**ASSIGNED TASK**
Extract each record and reproduce it exactly.

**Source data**
******

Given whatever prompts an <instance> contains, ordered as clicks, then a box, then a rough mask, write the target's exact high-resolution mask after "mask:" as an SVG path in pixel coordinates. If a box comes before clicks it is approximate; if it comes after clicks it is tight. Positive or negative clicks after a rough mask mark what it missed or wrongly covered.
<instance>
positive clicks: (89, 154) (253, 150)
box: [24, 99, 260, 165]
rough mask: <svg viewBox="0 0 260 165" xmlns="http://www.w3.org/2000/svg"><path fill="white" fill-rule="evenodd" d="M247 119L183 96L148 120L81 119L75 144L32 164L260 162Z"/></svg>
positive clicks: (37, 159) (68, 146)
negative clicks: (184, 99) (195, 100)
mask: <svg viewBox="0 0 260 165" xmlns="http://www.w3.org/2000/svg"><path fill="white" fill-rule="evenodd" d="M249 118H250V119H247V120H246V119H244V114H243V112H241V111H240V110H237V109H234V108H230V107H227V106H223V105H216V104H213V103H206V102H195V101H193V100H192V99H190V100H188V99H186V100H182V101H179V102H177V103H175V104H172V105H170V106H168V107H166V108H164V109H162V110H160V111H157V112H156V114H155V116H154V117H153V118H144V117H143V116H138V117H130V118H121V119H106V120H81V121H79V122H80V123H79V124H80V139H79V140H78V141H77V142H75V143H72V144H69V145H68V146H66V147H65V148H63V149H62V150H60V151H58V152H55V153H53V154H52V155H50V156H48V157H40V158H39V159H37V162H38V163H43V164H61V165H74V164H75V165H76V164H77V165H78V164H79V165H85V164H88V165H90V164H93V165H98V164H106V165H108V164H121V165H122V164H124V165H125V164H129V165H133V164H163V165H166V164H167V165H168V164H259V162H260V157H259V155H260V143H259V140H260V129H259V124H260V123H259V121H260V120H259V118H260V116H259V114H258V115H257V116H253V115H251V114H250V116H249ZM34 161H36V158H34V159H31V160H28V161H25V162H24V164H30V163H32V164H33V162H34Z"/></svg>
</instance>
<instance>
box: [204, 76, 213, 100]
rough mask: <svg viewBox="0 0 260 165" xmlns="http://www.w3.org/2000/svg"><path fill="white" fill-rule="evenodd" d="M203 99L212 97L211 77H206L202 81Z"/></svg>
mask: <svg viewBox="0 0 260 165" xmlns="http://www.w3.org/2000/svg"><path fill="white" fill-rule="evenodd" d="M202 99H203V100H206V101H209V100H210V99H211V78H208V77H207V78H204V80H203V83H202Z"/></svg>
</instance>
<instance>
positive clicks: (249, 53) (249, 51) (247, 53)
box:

******

**YOUR SOLUTION**
Given whatever prompts an <instance> contains, ordered as clicks, then a box, then a rough mask, write the target's exact high-resolution mask after "mask:" as an SVG path in pixel coordinates. If a box comes before clicks it is approximate; if it comes after clicks it is tight. Positive or negative clicks after a rough mask mark what it missed or wrongly covered.
<instance>
positive clicks: (89, 154) (253, 150)
box: [24, 99, 260, 165]
rough mask: <svg viewBox="0 0 260 165" xmlns="http://www.w3.org/2000/svg"><path fill="white" fill-rule="evenodd" d="M247 119L183 96L148 120L81 119L75 144L32 164L260 162Z"/></svg>
positive clicks: (37, 159) (68, 146)
negative clicks: (184, 99) (195, 100)
mask: <svg viewBox="0 0 260 165" xmlns="http://www.w3.org/2000/svg"><path fill="white" fill-rule="evenodd" d="M249 118H250V119H247V120H246V119H244V114H243V112H241V111H240V110H237V109H234V108H230V107H227V106H223V105H216V104H213V103H206V102H195V101H193V100H192V99H190V100H188V99H186V100H182V101H179V102H177V103H175V104H172V105H170V106H168V107H166V108H164V109H162V110H160V111H157V112H156V114H155V116H154V117H153V118H144V117H143V116H138V117H130V118H121V119H106V120H81V121H79V122H80V123H79V124H80V139H79V140H78V141H77V142H75V143H72V144H69V145H68V146H66V147H65V148H63V149H62V150H60V151H58V152H55V153H53V154H52V155H50V156H48V157H40V158H39V159H37V162H38V163H43V164H61V165H74V164H75V165H76V164H77V165H78V164H79V165H85V164H88V165H90V164H93V165H98V164H106V165H108V164H121V165H122V164H124V165H125V164H129V165H133V164H163V165H166V164H167V165H168V164H259V162H260V157H259V155H260V143H259V140H260V129H259V124H260V123H259V121H260V120H259V118H260V116H259V114H258V115H257V116H253V115H251V114H250V116H249ZM34 161H36V158H34V159H31V160H28V161H25V162H24V164H30V163H32V164H33V162H34Z"/></svg>
</instance>
<instance>
box: [204, 76, 213, 100]
rough mask: <svg viewBox="0 0 260 165" xmlns="http://www.w3.org/2000/svg"><path fill="white" fill-rule="evenodd" d="M203 99L212 97L211 77H206L202 81Z"/></svg>
mask: <svg viewBox="0 0 260 165" xmlns="http://www.w3.org/2000/svg"><path fill="white" fill-rule="evenodd" d="M202 99H203V100H206V101H209V100H210V99H211V78H208V77H207V78H204V80H203V83H202Z"/></svg>
</instance>
<instance>
positive clicks: (249, 53) (249, 51) (247, 53)
box:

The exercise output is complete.